(Aufgabenstellung): Setzen Sie den folgenden Text über Johnnys Atelier Faade im Anschluss an seinen letzten Satz fort.

(Quelle):
━━━━━━━━━━━━━━━━

Hier empfängt er Kunden auf Termin, vermisst und berät sie in Stil- und Modefragen. Rund 2500 Stoffe aus Italien hat er zur Auswahl, zudem zahlreiche Designoptionen, die man vor Ort betrachten und anfassen kann. «Das Ganze ist ein überaus intensiver und auch intimer Prozess mit dem Kunden, der meistens auch viel Zeit in Anspruch nimmt», so Johnny. «Für einen Hochzeitsanzug sind die Kunden in der Regel drei bis fünf Stunden bei mir im Atelier.» Die Zeit, die er im Detailhandel nie hatte – hier kann er sie sich nehmen.
Bei mir läuft alles über Termine. Nur so kann ich gewährleisten, dass ich für den einzelnen Kunden genug Zeit habe.
Nach der Vermessung wird jeder Anzug individuell angefertigt. Hemden und Anzüge in einer Manufaktur in Marokko, die Schuhe in Italien. Sechs Wochen später ist der massgeschneiderte Anzug zur Anprobe bereit. Viele Faade-Kunden kommen für ihren ersten Massanzug vor der Hochzeit vorbei. Meist im Frühling. «Da bin ich jeweils über eineinhalb bis zwei Monate ausgebucht, arbeite täglich weit über 10 Stunden», erzählt Johnny lachend. Und ausgerechnet jetzt, im Frühling, hat er auch noch sein Atelier eröffnet.
Aber Johnny ist entspannt. Derzeit verbringt er mehr Zeit in der St. Alban Vorstadt als zu Hause. «Neulich hab ich mir am Samstagabend sogar eine Pizza bestellt und hier auf dem Sofa einen Fussballmach geguckt», grinst er. Dennoch; offizielle Öffnungszeiten hat der Faade nicht. «Bei mir läuft alles über Termine. Nur so kann ich gewährleisten, dass ich für den einzelnen Kunden genug Zeit habe.» Die Stunden, die Johnny ins Kennenlernen und die Beratung seiner Kunden investiert, macht sich im Faade-Look bemerkbar. Der hat nämlich rein gar nix mit verstaubten Altherren-Anzügen im Donald Trump-Style zu tun.
Und da sind wir auch schon beim Begriff: «Faade» nennt man auf Baseldeutsch nämlich nicht nur einen Faden zum Nähen. Früher sagte man über Herren mit Stil und Charakter: De het e guete Faade. Und genauso sehen die Männer aus, die sich von Johnny einkleiden lassen. Man möchte mit ihnen einen Negroni trinken, die Nacht durchtanzen, Pferde stehlen und über Gott und die Welt parlieren. Darum: Auf zum Faade, liebe Herren, ein paar Stunden mit Johnny werden euch ausserordentlich gut zu Gesicht stehen!

━━━━━━━━━━━━━━━━

(Datenzeilen):
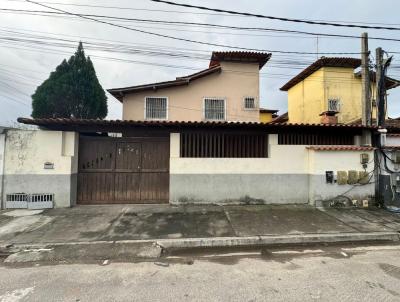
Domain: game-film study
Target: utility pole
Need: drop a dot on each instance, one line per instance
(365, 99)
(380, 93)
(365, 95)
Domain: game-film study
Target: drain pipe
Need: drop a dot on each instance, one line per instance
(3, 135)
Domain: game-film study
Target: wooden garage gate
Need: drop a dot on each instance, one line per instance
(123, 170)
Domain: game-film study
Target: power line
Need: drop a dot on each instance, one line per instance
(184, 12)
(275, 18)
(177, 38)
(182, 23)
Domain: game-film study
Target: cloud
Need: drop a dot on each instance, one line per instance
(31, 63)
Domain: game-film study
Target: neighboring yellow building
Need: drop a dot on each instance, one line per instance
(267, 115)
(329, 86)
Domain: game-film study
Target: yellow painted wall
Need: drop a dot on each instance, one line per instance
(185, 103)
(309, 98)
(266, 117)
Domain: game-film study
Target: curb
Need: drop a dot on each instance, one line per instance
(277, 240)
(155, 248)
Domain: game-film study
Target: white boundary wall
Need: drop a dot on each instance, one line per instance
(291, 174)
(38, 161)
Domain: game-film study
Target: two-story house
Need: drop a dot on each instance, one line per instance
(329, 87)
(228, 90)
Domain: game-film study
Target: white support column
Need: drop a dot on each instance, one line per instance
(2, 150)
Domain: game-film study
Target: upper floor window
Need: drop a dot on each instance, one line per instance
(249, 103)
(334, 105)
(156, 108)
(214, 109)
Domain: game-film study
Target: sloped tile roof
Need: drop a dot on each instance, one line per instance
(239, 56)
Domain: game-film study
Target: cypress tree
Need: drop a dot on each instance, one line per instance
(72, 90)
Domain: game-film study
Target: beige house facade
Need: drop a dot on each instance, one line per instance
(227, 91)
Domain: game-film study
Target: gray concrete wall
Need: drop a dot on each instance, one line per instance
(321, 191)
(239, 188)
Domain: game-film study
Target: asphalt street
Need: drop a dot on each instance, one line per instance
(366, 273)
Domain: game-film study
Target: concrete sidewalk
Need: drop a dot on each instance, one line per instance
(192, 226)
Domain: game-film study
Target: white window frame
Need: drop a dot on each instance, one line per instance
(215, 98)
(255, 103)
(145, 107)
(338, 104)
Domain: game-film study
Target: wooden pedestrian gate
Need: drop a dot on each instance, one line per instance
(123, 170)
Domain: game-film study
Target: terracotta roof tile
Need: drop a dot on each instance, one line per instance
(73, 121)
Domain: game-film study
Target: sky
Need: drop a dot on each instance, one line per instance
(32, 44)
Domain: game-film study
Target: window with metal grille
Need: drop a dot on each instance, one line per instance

━━━━━━━━━━━━━━━━

(Ergebnis):
Johnny, sag mal ...
... ist so ein Massanzug nicht irre teuer?
Ein Massanzug setzt da an, wo der teure Anzug ab Stange in der Regel endet; bei 990 Franken. Und ja, natürlich kann man – je nach Stoff – auch in andere Sphären eindringen. Aber ich gehe natürlich aufs Budget der Kunden ein. Allenfalls ist halt die Stoffauswahl etwas kleiner.
... wie bist du zu deinem Look gekommen?
Stilistisch habe ich mich in den letzten zehn Jahren stark verändert; von den Skinny Jeans hin zum Anzug, den ich in meiner Zeit bei PKZ für mich entdeckt habe. Ich habe sehr viel ausprobiert und es hat vermutlich sehr oft nicht gut ausgesehen. Aber das gehört halt dazu, das macht Mode ja auch aus.
... trägst du auch mal Jeans?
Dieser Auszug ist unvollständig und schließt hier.